Continue the forum thread on film versus digital photography from its last sentence.

DOCUMENT EXCERPT:
● ● ● ●
You guys know where I stand on this.. DIGITAL PHOTOGRAPHY all the way!!

Convince me ;)

Wayne

T. Adams
03-15-2004, 06:34 AM
Uhh.... I still use the historic technology known as film. Digital soon I hope, tough. I don't think I'll ever sell my EOS 3. Besides it's all digital once I scan the print, and stare at the computer for 15 minutes, (for each print!!!) removing all the damn dust!!!! :mad:

rpzo
03-15-2004, 09:54 AM
Tim,

If you can pick up a scanner with ICE technology that will go a long way in minimizing the amount of time spent cleaning up dust. I upgraded from an Epson flatbed to a Minolta Dimage 5400 a few months back and spend almost zero time removing dust now. (not to mention a drastic improvement in the sharpness of the scans)

The scans take a bit longer with ICE enabled (much less than touch-up time though!) and you do need some processing power if you want to multitask while scanning. On my 1Ghz/256MB system it would run just fine as long as it was the only app running. Open up Photoshop at the same time and the scan times would triple and the hard drive would go nuts swapping out memory. I'm now running on a 2.3Ghz system with 1GB of RAM and all is right with the world.
● ● ● ●
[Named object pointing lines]
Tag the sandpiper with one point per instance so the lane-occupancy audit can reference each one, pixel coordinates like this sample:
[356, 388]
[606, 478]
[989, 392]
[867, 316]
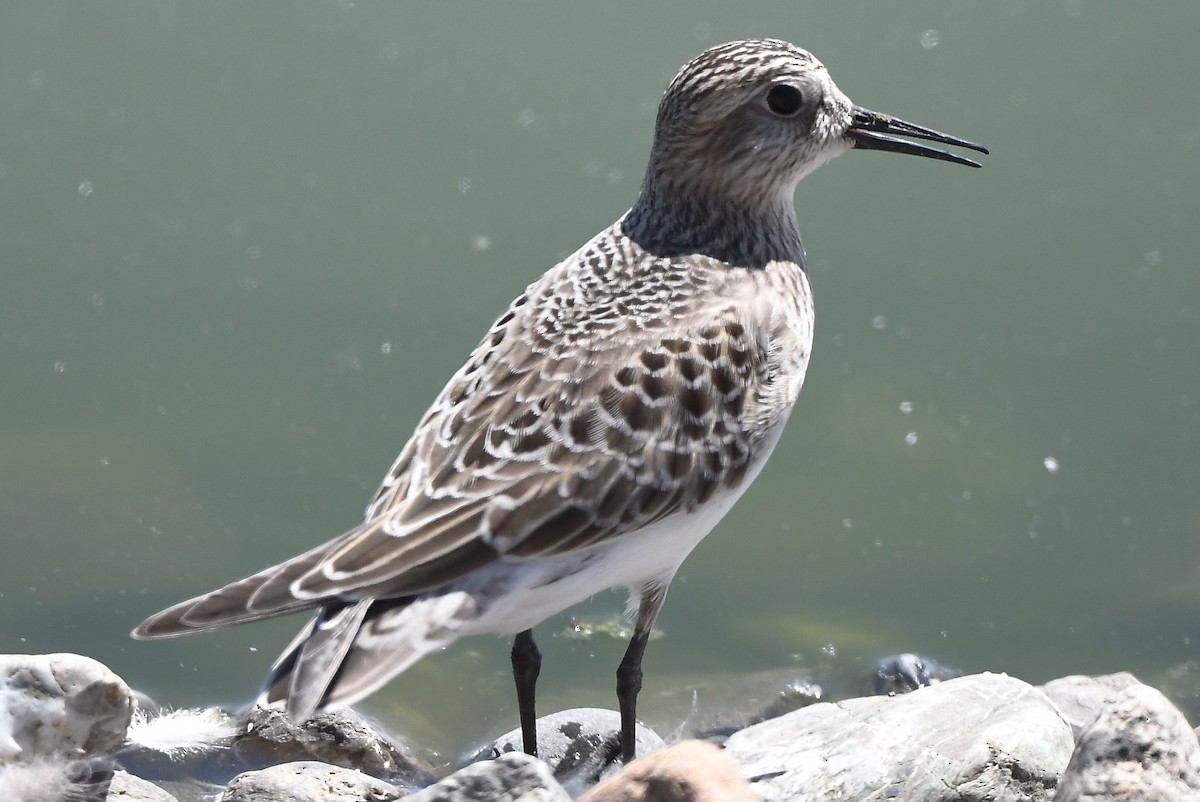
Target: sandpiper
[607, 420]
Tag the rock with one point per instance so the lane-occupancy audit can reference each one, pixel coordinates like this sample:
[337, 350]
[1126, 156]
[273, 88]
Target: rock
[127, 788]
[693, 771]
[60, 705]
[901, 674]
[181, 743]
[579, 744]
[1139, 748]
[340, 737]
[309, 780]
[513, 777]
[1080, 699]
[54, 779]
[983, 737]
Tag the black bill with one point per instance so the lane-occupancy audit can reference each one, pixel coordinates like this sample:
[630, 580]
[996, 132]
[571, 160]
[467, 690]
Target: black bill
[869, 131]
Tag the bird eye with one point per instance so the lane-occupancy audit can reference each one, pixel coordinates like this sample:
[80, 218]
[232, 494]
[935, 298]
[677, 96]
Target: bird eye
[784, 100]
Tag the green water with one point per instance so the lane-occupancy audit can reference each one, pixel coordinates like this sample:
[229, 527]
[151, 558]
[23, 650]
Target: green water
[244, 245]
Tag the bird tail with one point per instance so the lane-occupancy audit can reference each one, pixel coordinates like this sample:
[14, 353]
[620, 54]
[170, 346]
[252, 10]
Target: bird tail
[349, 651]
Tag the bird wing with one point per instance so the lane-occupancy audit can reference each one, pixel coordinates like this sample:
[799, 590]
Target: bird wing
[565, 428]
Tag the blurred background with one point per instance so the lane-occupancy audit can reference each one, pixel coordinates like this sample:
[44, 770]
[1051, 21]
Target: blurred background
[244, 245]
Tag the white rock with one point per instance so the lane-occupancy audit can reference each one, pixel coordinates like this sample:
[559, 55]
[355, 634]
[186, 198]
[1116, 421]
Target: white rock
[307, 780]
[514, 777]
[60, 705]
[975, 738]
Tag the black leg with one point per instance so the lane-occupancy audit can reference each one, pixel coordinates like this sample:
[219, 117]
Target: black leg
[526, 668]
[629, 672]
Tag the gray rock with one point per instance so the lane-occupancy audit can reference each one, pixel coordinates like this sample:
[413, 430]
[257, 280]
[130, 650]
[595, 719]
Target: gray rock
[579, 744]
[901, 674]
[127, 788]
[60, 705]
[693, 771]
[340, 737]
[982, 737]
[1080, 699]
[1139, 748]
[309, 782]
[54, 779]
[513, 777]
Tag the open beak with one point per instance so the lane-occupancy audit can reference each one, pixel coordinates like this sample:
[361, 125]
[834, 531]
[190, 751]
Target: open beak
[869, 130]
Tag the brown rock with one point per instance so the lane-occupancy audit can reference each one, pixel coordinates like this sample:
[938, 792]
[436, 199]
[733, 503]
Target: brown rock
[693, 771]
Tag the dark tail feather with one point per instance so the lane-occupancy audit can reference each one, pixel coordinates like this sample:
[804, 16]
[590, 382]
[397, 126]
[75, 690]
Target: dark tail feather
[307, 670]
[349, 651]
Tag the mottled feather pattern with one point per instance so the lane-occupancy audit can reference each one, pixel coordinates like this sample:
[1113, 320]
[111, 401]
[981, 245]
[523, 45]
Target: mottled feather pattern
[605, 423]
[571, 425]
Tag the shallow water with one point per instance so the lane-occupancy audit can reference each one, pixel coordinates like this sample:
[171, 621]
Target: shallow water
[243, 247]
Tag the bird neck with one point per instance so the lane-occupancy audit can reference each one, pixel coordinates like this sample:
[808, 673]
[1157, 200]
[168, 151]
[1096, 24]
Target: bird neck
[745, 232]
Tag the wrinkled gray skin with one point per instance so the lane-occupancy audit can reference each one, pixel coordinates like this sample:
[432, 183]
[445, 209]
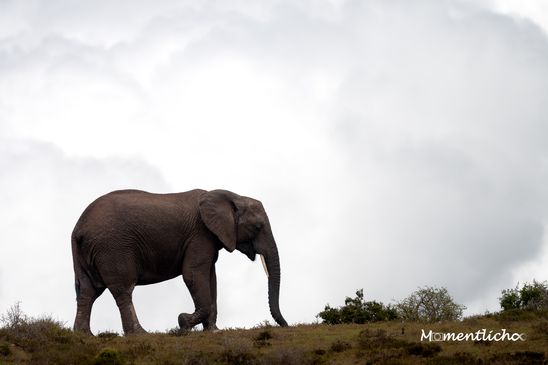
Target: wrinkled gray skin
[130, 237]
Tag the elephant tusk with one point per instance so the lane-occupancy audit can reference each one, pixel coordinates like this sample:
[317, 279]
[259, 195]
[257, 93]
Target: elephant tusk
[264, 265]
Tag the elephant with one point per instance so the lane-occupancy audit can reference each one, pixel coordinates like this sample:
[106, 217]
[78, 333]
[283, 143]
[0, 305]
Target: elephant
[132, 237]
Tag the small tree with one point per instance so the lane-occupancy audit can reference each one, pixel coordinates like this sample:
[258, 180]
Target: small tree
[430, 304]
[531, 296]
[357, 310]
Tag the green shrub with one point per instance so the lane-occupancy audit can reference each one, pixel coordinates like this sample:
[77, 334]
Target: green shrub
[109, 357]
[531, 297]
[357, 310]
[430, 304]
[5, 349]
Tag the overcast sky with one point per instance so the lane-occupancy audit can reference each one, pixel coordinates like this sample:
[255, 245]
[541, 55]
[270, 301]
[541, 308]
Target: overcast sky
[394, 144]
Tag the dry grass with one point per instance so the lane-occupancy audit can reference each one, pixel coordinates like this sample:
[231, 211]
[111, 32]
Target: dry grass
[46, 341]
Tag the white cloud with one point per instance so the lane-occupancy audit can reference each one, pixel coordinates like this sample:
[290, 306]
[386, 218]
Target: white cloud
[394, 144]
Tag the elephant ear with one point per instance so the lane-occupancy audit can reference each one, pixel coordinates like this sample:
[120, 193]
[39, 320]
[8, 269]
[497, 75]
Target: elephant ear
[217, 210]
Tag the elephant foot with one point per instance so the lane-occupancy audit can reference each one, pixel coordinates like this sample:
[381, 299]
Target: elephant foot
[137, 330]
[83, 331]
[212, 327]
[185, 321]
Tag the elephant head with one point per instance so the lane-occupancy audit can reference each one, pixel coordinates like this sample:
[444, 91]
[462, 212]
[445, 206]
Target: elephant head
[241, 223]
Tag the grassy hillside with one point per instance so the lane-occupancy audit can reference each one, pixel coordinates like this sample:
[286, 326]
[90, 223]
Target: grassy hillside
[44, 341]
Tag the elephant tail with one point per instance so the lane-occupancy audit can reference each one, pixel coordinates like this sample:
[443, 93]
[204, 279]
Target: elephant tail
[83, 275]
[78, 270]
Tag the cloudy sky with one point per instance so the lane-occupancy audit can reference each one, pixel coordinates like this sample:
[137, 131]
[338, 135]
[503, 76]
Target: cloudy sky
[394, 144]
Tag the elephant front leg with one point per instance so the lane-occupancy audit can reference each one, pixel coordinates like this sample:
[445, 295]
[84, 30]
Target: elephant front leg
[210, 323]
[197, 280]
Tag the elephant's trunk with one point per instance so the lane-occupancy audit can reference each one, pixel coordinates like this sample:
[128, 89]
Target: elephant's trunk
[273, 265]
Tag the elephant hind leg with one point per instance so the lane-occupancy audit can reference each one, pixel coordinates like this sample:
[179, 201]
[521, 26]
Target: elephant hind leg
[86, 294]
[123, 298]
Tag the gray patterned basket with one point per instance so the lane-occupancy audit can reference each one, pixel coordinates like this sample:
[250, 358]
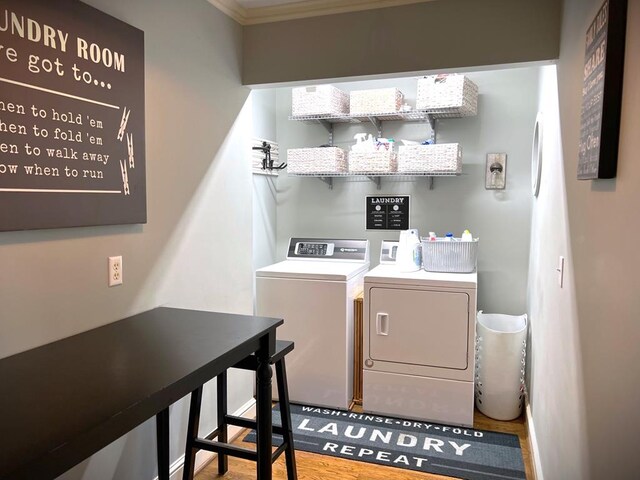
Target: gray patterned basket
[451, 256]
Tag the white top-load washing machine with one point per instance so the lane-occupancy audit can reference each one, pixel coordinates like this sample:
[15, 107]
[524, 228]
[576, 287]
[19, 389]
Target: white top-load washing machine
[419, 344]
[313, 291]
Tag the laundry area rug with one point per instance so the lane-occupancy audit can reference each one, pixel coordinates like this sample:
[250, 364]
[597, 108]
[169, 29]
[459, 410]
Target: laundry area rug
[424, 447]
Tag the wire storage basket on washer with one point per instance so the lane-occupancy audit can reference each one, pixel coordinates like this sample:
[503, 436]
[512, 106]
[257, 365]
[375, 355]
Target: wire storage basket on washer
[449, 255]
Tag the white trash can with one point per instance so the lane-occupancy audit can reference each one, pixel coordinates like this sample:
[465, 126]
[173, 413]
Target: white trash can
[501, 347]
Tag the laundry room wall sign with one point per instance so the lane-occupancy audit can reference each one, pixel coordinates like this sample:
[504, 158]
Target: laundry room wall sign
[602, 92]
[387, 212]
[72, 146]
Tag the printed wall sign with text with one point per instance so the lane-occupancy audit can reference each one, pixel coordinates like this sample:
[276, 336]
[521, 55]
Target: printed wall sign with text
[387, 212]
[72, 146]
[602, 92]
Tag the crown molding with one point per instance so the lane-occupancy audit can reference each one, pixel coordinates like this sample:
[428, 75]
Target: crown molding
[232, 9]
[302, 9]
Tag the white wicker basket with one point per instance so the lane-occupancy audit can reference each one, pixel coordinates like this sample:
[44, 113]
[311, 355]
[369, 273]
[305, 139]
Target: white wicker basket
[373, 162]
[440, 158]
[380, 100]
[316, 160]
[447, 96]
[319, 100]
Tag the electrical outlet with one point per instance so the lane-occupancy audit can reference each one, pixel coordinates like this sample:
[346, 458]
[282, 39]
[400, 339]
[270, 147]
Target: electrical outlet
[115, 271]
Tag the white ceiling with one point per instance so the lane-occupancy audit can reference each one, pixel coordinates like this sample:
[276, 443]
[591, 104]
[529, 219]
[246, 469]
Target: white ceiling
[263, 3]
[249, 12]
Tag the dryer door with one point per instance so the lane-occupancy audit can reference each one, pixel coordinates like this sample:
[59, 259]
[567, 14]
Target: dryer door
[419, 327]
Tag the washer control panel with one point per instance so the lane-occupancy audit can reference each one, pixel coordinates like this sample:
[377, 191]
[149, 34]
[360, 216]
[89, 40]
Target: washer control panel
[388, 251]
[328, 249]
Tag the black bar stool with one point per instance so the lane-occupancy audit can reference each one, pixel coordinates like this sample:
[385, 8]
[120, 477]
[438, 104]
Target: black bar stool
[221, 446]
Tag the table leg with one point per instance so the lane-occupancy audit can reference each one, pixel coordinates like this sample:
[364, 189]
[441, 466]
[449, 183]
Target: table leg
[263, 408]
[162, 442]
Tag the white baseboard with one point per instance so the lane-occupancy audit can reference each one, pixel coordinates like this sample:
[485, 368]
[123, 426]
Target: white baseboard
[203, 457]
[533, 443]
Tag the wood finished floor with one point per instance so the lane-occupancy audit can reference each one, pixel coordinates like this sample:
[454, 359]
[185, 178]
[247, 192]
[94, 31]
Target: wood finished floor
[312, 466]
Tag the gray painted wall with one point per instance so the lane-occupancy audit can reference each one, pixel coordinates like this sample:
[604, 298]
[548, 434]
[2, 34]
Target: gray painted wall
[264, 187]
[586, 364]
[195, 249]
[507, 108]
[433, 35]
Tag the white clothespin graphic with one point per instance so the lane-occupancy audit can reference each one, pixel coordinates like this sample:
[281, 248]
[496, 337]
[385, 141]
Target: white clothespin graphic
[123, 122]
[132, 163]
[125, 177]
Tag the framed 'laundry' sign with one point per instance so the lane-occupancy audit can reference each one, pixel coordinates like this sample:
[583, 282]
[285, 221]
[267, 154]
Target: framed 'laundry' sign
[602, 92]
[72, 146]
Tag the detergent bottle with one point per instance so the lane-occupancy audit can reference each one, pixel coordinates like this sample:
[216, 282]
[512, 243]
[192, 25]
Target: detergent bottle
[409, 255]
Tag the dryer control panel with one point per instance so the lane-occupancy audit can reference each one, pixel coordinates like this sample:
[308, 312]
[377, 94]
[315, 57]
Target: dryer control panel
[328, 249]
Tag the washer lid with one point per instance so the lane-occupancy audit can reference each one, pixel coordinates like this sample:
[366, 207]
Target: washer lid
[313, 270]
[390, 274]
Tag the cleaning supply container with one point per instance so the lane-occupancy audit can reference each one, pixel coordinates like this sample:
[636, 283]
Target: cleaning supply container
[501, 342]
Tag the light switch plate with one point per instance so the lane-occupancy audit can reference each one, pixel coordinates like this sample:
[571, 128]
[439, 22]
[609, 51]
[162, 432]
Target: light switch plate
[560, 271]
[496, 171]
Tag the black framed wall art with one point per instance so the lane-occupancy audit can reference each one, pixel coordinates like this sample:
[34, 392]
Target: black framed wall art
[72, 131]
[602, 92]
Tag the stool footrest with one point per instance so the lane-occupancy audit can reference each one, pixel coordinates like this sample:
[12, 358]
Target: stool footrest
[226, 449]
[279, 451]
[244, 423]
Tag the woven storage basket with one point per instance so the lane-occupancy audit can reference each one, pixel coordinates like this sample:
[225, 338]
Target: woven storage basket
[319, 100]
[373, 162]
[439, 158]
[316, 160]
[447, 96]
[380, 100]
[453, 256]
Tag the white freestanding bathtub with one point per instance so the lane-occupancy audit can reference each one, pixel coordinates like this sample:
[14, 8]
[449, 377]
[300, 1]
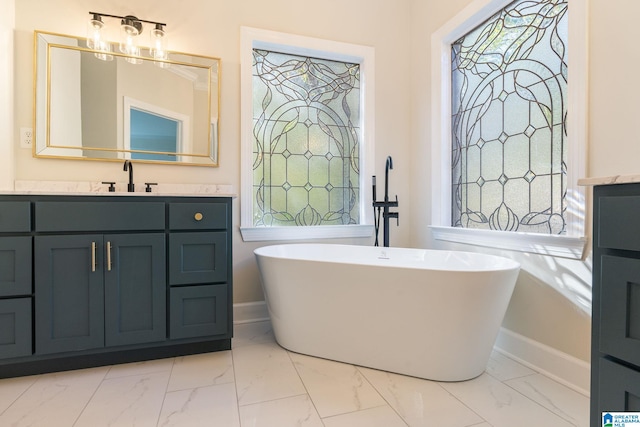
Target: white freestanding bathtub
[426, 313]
● ● ● ●
TASK OUTPUT:
Rick

AAFO_WSagar
03-15-2004, 10:11 AM
Hoping Mark K. will chime in here on this subject. He's got a transparancy scanner that we've talked about that not only does the dust/grain removal, it scans in batches!

Wayne

rpzo
03-15-2004, 10:36 AM
The 5400 can do batch scanning of up to 4 35mm slides and 6 negatives. I prefer to handle each image seperately and tweak the curves on an individual basis. I know, most people say to scan it at the scanners auto setting and make the adjustments in Photoshop. For the majority of the scans I use the 2700 DPI setting and save as a 16 bit TIF image. Can you say 'sucks up the hard drive space?'

Rick

T. Adams
03-15-2004, 10:39 AM
I thought about getting a better scanner, but that money will go towards a digital SLR, plus my also historic PIII 600Mhz barely runs PS6 right now.

I think for just over $100 my Epson flatbed does a mighty fine job.

rpzo
03-15-2004, 10:57 AM
The good thing about film is that as the scanning technology improves you can go back at a later date and rescan it to improve the quality. Hard to do that with a digital image.


I think for just over $100 my Epson flatbed does a mighty fine job.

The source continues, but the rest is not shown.